── SUPPLIED INFORMATION

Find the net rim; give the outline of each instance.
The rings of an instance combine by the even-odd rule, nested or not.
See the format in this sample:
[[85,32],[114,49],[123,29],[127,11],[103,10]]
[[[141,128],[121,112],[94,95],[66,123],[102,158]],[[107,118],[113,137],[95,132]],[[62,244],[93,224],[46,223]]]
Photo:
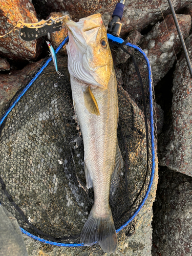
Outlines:
[[[115,43],[121,44],[124,42],[124,40],[120,37],[115,37],[112,35],[110,34],[108,34],[108,38],[109,39],[111,40],[113,42]],[[60,44],[58,47],[55,50],[55,53],[57,54],[59,50],[63,47],[63,46],[68,42],[69,40],[69,36],[68,36],[66,38],[62,41],[62,42]],[[125,227],[138,214],[141,208],[142,208],[144,203],[145,202],[146,199],[148,198],[149,193],[151,191],[153,180],[155,176],[155,165],[156,165],[156,161],[155,161],[155,136],[154,136],[154,117],[153,117],[153,82],[152,82],[152,69],[151,65],[150,63],[150,61],[147,56],[146,56],[145,53],[138,46],[133,45],[130,42],[126,42],[125,45],[127,45],[130,47],[132,47],[135,50],[138,50],[140,53],[143,56],[145,62],[147,67],[148,70],[148,78],[149,81],[149,101],[150,101],[150,126],[151,126],[151,145],[152,145],[152,172],[151,175],[151,178],[150,180],[149,184],[148,185],[147,189],[146,191],[145,196],[144,197],[142,201],[141,201],[140,204],[138,206],[137,209],[135,211],[133,216],[130,218],[130,219],[121,227],[116,229],[116,233],[118,233],[122,229],[123,229],[124,227]],[[17,103],[19,101],[21,97],[25,94],[25,93],[27,91],[30,86],[32,84],[33,82],[37,78],[38,76],[46,68],[46,67],[48,65],[50,62],[51,62],[52,60],[52,58],[51,56],[49,58],[46,62],[41,67],[39,71],[35,74],[34,77],[31,80],[31,81],[28,83],[27,87],[24,89],[24,90],[22,92],[22,93],[18,96],[16,100],[13,102],[11,106],[7,110],[6,113],[3,116],[2,119],[0,120],[0,126],[2,125],[3,122],[5,119],[9,114],[9,113],[11,111],[11,110],[13,109],[13,108],[15,106]],[[0,204],[1,205],[1,204]],[[27,234],[28,237],[33,238],[36,240],[38,241],[39,242],[41,242],[44,243],[56,245],[57,246],[63,246],[63,247],[77,247],[77,246],[84,246],[83,243],[58,243],[55,242],[53,242],[51,241],[49,241],[48,240],[40,238],[38,237],[37,237],[31,233],[27,231],[22,227],[20,227],[20,229],[22,232]]]

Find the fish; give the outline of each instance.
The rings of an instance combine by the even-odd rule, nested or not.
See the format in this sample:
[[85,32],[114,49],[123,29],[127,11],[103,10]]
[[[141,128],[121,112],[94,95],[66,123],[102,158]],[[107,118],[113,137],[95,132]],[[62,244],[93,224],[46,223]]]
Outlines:
[[81,241],[97,242],[105,252],[116,251],[117,234],[109,204],[112,179],[123,166],[117,140],[117,81],[106,31],[99,13],[78,22],[65,19],[73,102],[80,126],[88,189],[94,202]]
[[46,41],[46,42],[47,44],[47,45],[48,46],[49,49],[50,51],[50,55],[51,55],[51,57],[53,59],[53,61],[56,72],[59,75],[59,78],[60,78],[61,76],[63,76],[63,75],[62,75],[60,73],[60,72],[59,72],[59,71],[58,71],[57,57],[56,56],[55,52],[53,49],[53,47],[51,45],[51,43],[49,41]]

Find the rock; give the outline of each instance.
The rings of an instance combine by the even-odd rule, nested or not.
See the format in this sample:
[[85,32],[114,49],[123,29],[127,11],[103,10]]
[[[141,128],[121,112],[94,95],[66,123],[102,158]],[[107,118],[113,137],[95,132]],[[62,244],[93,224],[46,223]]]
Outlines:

────

Reproduce each line exactly, please, except for any pictures.

### THE RESULT
Find the net rim; give the outline of each instance.
The rings of an instance combine by the even-odd rule, nested or not.
See the format in this sample:
[[85,32],[114,49],[123,29],[127,11],[103,10]]
[[[141,128],[121,112],[94,95],[66,123],[102,158]],[[107,118],[113,137],[95,132]],[[62,244],[93,224],[46,223]]]
Photo:
Outlines:
[[[115,43],[121,44],[124,42],[124,40],[120,37],[115,37],[112,35],[110,34],[108,34],[108,38],[109,39],[111,40],[113,42]],[[60,44],[58,47],[55,50],[55,53],[57,54],[59,50],[63,47],[63,46],[68,42],[69,40],[69,36],[68,36],[66,38],[62,41],[62,42]],[[125,227],[138,214],[141,208],[142,208],[144,203],[145,202],[146,199],[148,198],[149,193],[151,191],[153,180],[155,176],[155,165],[156,165],[156,161],[155,161],[155,136],[154,136],[154,117],[153,117],[153,82],[152,82],[152,69],[151,65],[150,63],[150,61],[147,56],[146,56],[145,53],[138,46],[133,45],[130,42],[126,42],[125,45],[127,45],[130,47],[132,47],[135,50],[138,50],[140,53],[143,56],[145,62],[147,67],[148,70],[148,78],[149,81],[149,101],[150,101],[150,126],[151,126],[151,145],[152,145],[152,172],[151,175],[151,178],[150,180],[149,184],[148,185],[147,189],[146,191],[145,196],[144,197],[142,201],[141,201],[140,204],[138,206],[137,209],[135,211],[133,216],[130,218],[130,219],[121,227],[116,229],[116,233],[118,233],[122,229],[123,229],[124,227]],[[17,103],[19,101],[21,97],[25,94],[25,93],[27,91],[30,86],[32,84],[33,82],[37,78],[38,76],[46,68],[46,67],[48,65],[50,62],[51,62],[52,60],[52,58],[51,56],[49,58],[46,62],[41,67],[39,71],[35,74],[34,77],[31,80],[31,81],[28,83],[27,87],[24,89],[24,90],[22,92],[22,93],[18,96],[16,100],[13,102],[11,106],[7,110],[6,113],[3,116],[2,119],[0,120],[0,126],[2,125],[3,122],[5,119],[9,114],[9,113],[11,111],[11,110],[13,109],[13,108],[15,106]],[[0,204],[1,205],[1,204]],[[27,234],[28,237],[33,238],[36,240],[38,241],[39,242],[41,242],[44,243],[56,245],[57,246],[63,246],[63,247],[77,247],[77,246],[84,246],[83,243],[58,243],[55,242],[53,242],[51,241],[49,241],[48,240],[40,238],[38,237],[37,237],[31,233],[27,231],[22,227],[20,227],[20,229],[22,232]]]

Find the fish; give the outline of each instance.
The rings of an instance combine by the even-odd rule, nested or not.
See the format in this sample:
[[85,32],[114,49],[123,29],[127,11],[103,10]]
[[[141,128],[121,112],[94,95],[66,123],[102,158]],[[107,118],[113,137],[95,132]],[[62,244],[93,224],[46,223]]]
Outlines:
[[81,241],[97,242],[105,252],[116,251],[117,234],[109,204],[112,179],[123,166],[117,140],[117,81],[106,31],[99,13],[78,22],[65,19],[73,102],[80,126],[88,189],[94,202]]
[[46,41],[46,42],[47,44],[47,45],[48,46],[49,49],[50,51],[50,55],[51,55],[51,57],[53,59],[53,61],[56,72],[59,75],[59,78],[60,78],[61,76],[63,76],[63,75],[62,75],[60,73],[60,72],[59,72],[59,71],[58,71],[57,57],[56,56],[55,52],[53,49],[53,47],[51,45],[51,43],[49,41]]

Find the rock; give the outline of each instance.
The rings of an instance combine by the even-odd rule, nested or not.
See the format in this sample:
[[85,32],[114,49],[123,29],[127,11],[103,10]]
[[[141,128],[121,112],[94,95],[66,123],[102,158]],[[107,118],[113,137],[95,132]],[[62,244],[93,224],[46,223]]]
Outlines:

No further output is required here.